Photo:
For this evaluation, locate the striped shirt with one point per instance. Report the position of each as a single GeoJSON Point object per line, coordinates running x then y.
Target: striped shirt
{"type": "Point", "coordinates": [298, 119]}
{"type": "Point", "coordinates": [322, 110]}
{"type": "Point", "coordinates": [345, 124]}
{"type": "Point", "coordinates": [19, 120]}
———
**WHAT IS REQUIRED:** Copy the entries above word for word, line by line.

**WRITTEN ANSWER:**
Photo:
For this evaluation, locate the striped shirt with one point per instance. Report the position of each as a single GeoJSON Point object per line, coordinates running x then y.
Target: striped shirt
{"type": "Point", "coordinates": [298, 119]}
{"type": "Point", "coordinates": [322, 110]}
{"type": "Point", "coordinates": [345, 124]}
{"type": "Point", "coordinates": [19, 120]}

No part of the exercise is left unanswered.